Goal of the exercise: Retype, without any change, the line that contains "In this document, each" and every line that follows it to the end of the entries, and nothing else.

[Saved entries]
——
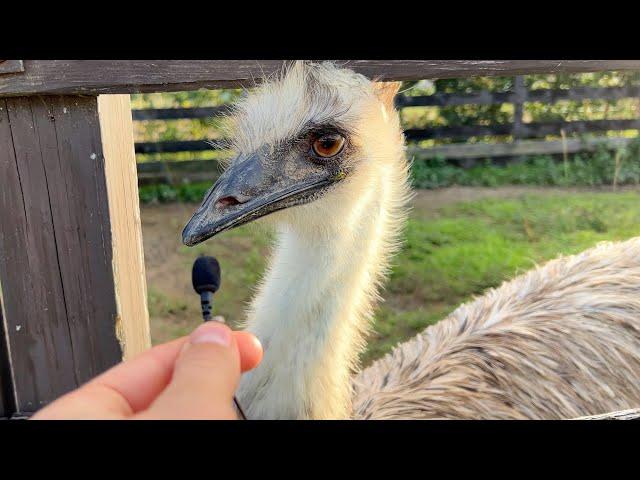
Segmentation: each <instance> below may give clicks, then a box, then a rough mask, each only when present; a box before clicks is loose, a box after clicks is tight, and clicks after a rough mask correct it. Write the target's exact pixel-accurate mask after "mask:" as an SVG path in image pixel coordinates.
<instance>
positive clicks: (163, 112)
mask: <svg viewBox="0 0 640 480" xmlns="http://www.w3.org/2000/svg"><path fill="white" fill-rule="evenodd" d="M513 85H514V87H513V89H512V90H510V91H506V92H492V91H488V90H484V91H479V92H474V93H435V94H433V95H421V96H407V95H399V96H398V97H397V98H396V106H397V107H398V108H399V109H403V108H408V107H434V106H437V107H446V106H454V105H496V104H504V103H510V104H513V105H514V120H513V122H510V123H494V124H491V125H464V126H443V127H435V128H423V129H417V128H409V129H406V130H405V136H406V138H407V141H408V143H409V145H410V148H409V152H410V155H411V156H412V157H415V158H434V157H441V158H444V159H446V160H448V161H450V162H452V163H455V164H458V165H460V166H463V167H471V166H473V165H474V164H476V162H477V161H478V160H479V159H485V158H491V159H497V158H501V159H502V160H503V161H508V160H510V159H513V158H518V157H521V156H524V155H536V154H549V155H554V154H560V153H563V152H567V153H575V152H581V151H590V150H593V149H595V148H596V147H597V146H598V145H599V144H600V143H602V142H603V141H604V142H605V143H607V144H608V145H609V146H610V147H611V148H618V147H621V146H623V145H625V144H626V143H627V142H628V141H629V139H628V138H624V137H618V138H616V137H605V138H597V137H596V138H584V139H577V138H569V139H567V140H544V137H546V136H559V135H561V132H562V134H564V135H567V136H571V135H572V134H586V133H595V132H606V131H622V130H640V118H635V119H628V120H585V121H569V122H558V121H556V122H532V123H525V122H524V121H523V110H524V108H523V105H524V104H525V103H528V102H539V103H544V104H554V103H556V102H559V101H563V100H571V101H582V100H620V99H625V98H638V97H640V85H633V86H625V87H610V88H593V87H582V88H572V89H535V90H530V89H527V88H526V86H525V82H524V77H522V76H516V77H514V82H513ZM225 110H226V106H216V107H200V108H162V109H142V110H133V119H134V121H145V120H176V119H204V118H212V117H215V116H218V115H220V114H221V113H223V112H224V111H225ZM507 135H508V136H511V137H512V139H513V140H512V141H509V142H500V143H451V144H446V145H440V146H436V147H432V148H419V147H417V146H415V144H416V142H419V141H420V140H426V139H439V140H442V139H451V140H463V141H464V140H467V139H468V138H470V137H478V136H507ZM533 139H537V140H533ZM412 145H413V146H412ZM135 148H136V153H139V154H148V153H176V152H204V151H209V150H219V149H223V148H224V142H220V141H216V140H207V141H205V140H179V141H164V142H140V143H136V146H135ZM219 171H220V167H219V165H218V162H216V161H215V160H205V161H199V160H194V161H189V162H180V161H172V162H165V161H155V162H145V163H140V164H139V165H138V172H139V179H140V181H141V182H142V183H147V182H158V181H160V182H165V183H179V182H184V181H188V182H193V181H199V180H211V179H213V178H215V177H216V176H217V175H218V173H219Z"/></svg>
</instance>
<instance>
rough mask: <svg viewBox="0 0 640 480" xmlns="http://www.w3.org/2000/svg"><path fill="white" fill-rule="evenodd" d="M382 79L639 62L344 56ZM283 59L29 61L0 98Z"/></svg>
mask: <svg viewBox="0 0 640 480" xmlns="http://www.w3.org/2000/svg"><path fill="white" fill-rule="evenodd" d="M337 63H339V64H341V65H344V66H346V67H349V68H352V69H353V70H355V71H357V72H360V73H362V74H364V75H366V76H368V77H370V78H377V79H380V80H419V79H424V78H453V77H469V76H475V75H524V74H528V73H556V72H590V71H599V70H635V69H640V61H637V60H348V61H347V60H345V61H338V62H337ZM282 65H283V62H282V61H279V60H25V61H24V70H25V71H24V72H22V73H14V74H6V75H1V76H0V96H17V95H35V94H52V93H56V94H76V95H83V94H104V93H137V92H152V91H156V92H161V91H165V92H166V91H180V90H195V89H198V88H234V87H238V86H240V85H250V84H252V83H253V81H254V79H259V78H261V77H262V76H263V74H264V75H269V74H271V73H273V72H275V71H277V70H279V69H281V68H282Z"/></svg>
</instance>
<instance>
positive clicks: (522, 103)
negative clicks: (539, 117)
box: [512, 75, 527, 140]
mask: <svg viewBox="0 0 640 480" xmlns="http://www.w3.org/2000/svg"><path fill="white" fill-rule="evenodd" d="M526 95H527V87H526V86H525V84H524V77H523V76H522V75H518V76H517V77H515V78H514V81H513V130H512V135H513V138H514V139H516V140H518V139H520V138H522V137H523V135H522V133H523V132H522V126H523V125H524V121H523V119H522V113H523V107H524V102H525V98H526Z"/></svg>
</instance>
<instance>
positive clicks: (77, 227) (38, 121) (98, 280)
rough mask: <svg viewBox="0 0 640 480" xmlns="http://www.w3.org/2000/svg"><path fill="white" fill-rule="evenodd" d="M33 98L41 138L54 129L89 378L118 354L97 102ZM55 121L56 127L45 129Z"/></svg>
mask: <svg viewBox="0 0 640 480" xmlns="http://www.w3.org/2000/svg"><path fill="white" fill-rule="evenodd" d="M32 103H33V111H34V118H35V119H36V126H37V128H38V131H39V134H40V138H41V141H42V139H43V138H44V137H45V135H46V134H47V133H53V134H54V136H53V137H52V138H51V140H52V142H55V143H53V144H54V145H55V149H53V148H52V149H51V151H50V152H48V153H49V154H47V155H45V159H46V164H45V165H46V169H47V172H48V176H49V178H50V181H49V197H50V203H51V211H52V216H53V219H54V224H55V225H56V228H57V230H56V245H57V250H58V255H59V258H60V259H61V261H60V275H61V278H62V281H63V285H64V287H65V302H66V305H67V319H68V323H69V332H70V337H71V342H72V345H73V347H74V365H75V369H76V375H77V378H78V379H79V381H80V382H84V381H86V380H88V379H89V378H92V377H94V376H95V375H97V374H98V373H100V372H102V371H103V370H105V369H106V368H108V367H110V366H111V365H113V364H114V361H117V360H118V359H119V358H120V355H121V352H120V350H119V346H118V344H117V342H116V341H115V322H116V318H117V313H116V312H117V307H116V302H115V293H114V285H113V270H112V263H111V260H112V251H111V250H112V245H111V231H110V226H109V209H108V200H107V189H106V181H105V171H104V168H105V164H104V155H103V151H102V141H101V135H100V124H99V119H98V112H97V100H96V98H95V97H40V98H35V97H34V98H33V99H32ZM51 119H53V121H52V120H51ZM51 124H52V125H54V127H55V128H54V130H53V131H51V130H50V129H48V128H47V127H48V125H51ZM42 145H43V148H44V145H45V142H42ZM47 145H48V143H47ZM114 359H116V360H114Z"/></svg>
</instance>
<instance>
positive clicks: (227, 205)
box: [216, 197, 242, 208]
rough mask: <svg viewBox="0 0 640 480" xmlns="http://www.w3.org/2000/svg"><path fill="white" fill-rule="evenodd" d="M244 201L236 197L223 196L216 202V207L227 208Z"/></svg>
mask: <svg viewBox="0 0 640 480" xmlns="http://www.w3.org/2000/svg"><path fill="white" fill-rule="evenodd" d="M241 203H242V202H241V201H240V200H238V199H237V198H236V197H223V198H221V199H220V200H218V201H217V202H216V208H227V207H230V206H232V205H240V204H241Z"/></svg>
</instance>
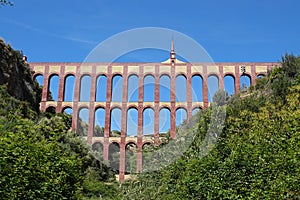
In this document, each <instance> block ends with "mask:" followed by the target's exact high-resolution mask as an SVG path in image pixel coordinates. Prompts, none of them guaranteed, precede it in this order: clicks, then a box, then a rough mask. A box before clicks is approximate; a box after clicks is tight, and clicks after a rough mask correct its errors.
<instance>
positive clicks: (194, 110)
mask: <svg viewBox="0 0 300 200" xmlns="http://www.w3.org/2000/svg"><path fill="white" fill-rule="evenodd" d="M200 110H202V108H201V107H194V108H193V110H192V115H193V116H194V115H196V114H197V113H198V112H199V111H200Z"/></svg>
——
Reply to the exercise:
In this document, each <instance> block ends with "mask:" followed by the target's exact high-resolution mask as an SVG path in image pixel coordinates. Prompts, none of them guaranteed, precede it in this order: clicks, then a box, then a rough mask. A box before clicks is approximate; a box after clicks is tight, and clicks after a rough mask correct its errors.
<instance>
positive clicks: (194, 110)
mask: <svg viewBox="0 0 300 200" xmlns="http://www.w3.org/2000/svg"><path fill="white" fill-rule="evenodd" d="M200 110H202V108H201V107H194V108H193V110H192V115H193V116H194V115H196V114H197V113H198V112H199V111H200Z"/></svg>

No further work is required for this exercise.